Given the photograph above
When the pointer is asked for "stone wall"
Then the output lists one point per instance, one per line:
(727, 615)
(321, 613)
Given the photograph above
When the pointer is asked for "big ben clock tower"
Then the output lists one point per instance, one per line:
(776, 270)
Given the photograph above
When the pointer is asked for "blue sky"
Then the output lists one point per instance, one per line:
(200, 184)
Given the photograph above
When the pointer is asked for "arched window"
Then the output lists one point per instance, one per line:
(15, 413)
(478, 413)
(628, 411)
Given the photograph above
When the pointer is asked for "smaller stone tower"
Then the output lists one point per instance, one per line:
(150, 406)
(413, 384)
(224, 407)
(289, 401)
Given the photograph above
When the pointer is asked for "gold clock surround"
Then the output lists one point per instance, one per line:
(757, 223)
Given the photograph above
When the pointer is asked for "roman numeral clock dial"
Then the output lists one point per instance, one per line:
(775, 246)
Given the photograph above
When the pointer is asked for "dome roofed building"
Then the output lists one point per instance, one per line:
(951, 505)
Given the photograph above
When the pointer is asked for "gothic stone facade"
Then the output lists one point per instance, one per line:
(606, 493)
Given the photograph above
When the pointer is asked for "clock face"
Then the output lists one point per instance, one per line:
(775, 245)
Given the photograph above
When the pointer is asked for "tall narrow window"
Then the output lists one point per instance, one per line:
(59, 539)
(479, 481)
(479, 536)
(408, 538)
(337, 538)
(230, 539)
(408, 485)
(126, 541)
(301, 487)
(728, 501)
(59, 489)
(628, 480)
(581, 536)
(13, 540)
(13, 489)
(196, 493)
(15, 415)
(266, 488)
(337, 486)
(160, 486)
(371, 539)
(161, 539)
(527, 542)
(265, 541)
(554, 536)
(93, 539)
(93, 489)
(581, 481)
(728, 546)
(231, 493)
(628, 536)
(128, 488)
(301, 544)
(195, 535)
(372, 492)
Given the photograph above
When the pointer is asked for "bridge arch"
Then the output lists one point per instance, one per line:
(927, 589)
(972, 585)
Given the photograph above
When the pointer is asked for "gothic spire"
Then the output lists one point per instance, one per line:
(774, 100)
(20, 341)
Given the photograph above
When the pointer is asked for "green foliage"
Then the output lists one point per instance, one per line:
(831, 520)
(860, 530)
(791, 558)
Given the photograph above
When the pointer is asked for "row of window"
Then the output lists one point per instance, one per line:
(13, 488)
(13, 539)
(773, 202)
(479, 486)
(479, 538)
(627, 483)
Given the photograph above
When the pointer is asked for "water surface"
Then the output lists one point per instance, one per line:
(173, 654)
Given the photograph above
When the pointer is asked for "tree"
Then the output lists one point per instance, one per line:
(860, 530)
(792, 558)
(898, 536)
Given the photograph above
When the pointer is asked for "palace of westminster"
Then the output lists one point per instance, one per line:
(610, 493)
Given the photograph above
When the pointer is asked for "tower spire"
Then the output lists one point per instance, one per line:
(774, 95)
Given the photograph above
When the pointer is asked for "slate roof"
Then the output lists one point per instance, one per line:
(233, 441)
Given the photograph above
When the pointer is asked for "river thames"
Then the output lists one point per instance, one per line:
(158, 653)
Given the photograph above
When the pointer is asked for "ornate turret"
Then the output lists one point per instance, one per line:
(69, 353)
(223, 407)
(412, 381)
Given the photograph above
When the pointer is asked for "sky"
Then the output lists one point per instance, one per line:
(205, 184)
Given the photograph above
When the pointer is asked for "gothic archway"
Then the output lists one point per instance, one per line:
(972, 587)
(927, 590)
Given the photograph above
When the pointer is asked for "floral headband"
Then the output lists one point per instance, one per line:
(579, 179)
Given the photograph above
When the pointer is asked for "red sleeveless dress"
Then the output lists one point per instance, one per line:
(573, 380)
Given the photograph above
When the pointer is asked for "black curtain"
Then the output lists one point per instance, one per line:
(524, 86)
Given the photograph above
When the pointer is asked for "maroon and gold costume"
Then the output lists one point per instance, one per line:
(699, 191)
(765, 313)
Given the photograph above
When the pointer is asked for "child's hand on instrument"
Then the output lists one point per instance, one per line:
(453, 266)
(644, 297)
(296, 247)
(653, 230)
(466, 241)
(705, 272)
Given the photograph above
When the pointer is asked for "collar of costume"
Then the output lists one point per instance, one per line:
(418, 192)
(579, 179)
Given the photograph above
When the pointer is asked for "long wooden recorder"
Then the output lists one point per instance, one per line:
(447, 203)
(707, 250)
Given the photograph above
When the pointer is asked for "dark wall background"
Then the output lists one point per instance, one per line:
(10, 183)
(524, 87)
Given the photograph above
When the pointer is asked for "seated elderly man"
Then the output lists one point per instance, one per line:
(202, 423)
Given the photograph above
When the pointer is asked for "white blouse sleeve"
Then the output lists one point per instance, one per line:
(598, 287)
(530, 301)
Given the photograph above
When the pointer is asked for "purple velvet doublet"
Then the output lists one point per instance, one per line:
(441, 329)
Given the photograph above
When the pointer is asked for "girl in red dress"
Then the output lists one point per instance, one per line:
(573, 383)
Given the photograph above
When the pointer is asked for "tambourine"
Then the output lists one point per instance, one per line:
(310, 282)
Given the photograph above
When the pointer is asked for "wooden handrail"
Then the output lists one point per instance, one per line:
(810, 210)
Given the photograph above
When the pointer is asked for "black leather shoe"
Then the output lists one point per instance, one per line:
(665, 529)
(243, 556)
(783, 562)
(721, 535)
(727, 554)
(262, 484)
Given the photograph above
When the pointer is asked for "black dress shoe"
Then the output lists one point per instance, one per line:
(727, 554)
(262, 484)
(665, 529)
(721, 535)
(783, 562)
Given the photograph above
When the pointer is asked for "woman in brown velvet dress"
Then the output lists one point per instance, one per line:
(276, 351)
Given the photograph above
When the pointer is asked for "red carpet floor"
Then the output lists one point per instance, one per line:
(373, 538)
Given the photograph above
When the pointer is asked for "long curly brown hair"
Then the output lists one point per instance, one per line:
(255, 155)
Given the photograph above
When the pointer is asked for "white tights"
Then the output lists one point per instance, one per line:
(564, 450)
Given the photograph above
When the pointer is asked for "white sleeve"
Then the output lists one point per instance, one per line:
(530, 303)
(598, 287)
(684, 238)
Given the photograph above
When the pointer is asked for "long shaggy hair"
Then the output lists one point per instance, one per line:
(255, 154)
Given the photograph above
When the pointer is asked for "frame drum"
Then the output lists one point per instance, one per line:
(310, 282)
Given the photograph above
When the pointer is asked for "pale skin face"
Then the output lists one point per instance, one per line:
◇ ◇ ◇ ◇ ◇ ◇ ◇
WHAT IS NEEDED. What the exercise asks for is the listing above, retyped in full.

EXPECTED ANSWER.
Given the photograph above
When the pointer is asked for "stone wall"
Then the output lists one point per instance, one per line:
(727, 615)
(321, 613)
Given the photograph above
When the pointer is asked for "big ben clock tower"
Then the output lists one point per instance, one per line:
(776, 270)
Given the photograph above
When the pointer is asked for "blue sky"
Then the output lists one point per instance, one per line:
(200, 184)
Given the photograph above
When the pointer is asked for "arched window"
Then the output lists one point per instance, one per line:
(15, 413)
(478, 413)
(628, 411)
Given the photograph above
When the pointer is asked for "smaller stone tower"
Then the output lists one point per instance, one per line:
(150, 406)
(413, 384)
(224, 407)
(289, 401)
Given the photograph above
When the pointer is asked for "gold clock surround"
Then the output lists one point per instance, one per line:
(757, 223)
Given the photograph above
When the pointer is asked for "roman numeral clock dial"
Then the output lists one point per instance, one per line:
(775, 246)
Given the photograph above
When the pointer is asked for "dome roofed building"
Then the output lists one point per instance, one per line:
(951, 505)
Given the photograph above
When the pointer is asked for "gothic stone facade"
Then the output lists one point per instance, one per line:
(606, 493)
Given the photograph above
When the pointer is asked for "clock face"
Then the output lists one point per instance, one per line:
(775, 245)
Given the photograph above
When the pointer is asked for "tall narrow window"
Then the output lists one point per instance, one per line:
(59, 539)
(479, 481)
(479, 536)
(408, 538)
(337, 538)
(230, 539)
(408, 485)
(126, 541)
(301, 487)
(728, 501)
(59, 489)
(628, 480)
(581, 536)
(13, 540)
(13, 489)
(196, 493)
(15, 415)
(266, 488)
(337, 486)
(160, 486)
(371, 539)
(161, 539)
(527, 542)
(265, 541)
(554, 536)
(93, 539)
(93, 489)
(581, 481)
(728, 546)
(231, 493)
(628, 536)
(128, 488)
(301, 544)
(195, 535)
(372, 492)
Given the photograph above
When the pointer is asked for "bridge arch"
Then the output lists one point per instance, one per line:
(927, 589)
(972, 585)
Given the photograph above
When the pointer is asked for "gothic spire"
Then the output lists one point per instance, one per line:
(774, 100)
(20, 341)
Given the photograph above
When the pointer is asked for "green foliage"
Then the output lists one point per instance, one per line:
(831, 520)
(860, 530)
(791, 558)
Given the photograph above
When the pointer is asked for "row of window"
Then the output lists one point per instance, one per line:
(13, 488)
(13, 539)
(773, 202)
(479, 486)
(479, 538)
(627, 483)
Given the photograph above
When the pointer is asked for "water surface"
Then the output lists one point per instance, one per line:
(173, 654)
Given the photograph above
When the pointer is asked for "tree"
Then the output lists one point per instance, one per line:
(860, 530)
(792, 558)
(898, 536)
Given the photograph above
When the pointer is asked for "palace of westminster"
Then the output lists one point per instance, one per line:
(610, 493)
Given the photograph above
When the pointer is asked for "tower spire"
Then the output lists one point per instance, one per line:
(774, 95)
Given the photograph above
When the pointer is asked for "slate roof"
Then the output lists one point per instance, one per line:
(233, 441)
Given the photograph above
When the pointer is asked for "river thames"
Then the output lists one point per instance, one per line:
(158, 653)
Given the photograph above
When the pointer is asked for "ornate turret"
Then the output lists one point per instance, one per line:
(69, 353)
(223, 407)
(412, 381)
Given the photograph above
When the pointer is asked for "sky"
Then the output lists one point per instance, one per line:
(205, 184)
Given the photograph above
When the pointer is asked for "gothic archway"
Then the output lists one point per instance, one per line:
(972, 587)
(927, 590)
Given the photograph above
When the pointer is asked for "floral headband"
Then the output lists one point per instance, one per line:
(579, 179)
Given the photograph above
When the pointer is asked for "red sleeveless dress"
Then the output lists one point per instance, one per line:
(573, 380)
Given the photograph above
When the pointer is asked for "black curtain"
Then the output lists one point per instance, one per line:
(524, 86)
Given the photograph above
When the pointer is asked for "maroon and gold costume"
Then the output lists one point per instance, one per line:
(699, 191)
(765, 313)
Given the photograph above
When the pointer is asked for "child's hand on instrument"
Then the output lists one point per instance, one per line:
(453, 266)
(644, 297)
(296, 247)
(653, 230)
(466, 241)
(705, 272)
Given the photograph above
When the pointer is asked for "collar of costume"
Then the output lists one point per instance, one per line:
(418, 192)
(579, 179)
Given the photograph above
When the pointer is asked for "long wooden recorder"
Then the output lists one point per instance, one per line:
(447, 203)
(707, 250)
Given the photograph above
When the pointer is asked for "dark wall background"
Then the output lists one point per instance, one per line:
(10, 183)
(524, 87)
Given the photograph above
When the pointer is asked for "seated elderly man"
Then the output lists one point per instance, one per line:
(202, 423)
Given the photograph above
When the pointer is asked for "white blouse sleeve"
Then the output lists one point per instance, one per line:
(598, 287)
(530, 301)
Given the photograph above
When the pointer is asked for "purple velvet doublet"
Then the output lists one point per instance, one per line:
(441, 329)
Given the photograph above
When the pointer is asked for "girl in red dress"
Then the output lists one point per instance, one per line:
(573, 383)
Given the photograph above
When the pointer is asked for "tambourine"
Then the output lists one point per instance, one per line:
(310, 282)
Given the photograph above
When the pointer is asked for "wooden handrail"
Then the output lists one point per instance, one per line:
(810, 210)
Given the photograph above
When the pointer is asked for "black leather shoe"
Then the output lists one point per instance, one per line:
(665, 529)
(243, 556)
(783, 562)
(721, 535)
(727, 554)
(262, 484)
Given the photograph above
When the pointer is asked for "black dress shoe"
Then the output lists one point per instance, one per line:
(727, 554)
(262, 484)
(665, 529)
(721, 535)
(783, 562)
Given the photograph above
When the pointer is asked for "woman in brown velvet dress"
Then the output lists one point per instance, one per line:
(276, 351)
Given the photograph above
When the pointer is asked for "red carpet floor"
Then the output lists one point per instance, one per line:
(373, 538)
Given the photograph above
When the pointer is asked for "long curly brown hair"
Then the output lists one point per instance, one per line:
(255, 155)
Given the photograph above
When the pointer is asked for "white tights"
Then the output lists one point per instance, one per line:
(564, 450)
Given the photograph above
When the pointer is asked for "white sleeve"
Then the output lists one point per instance, one per line:
(530, 303)
(598, 287)
(684, 238)
Given the photograph above
When the pointer is asked for "long shaggy hair"
Then the output lists one point per instance, one per line:
(255, 154)
Given the photograph above
When the pointer is asked for "frame drum"
Then the output lists one point per instance, one per line:
(310, 282)
Given the photograph above
When the pointer is asked for "pale skin face"
Then the output lists one point per instance, one per line:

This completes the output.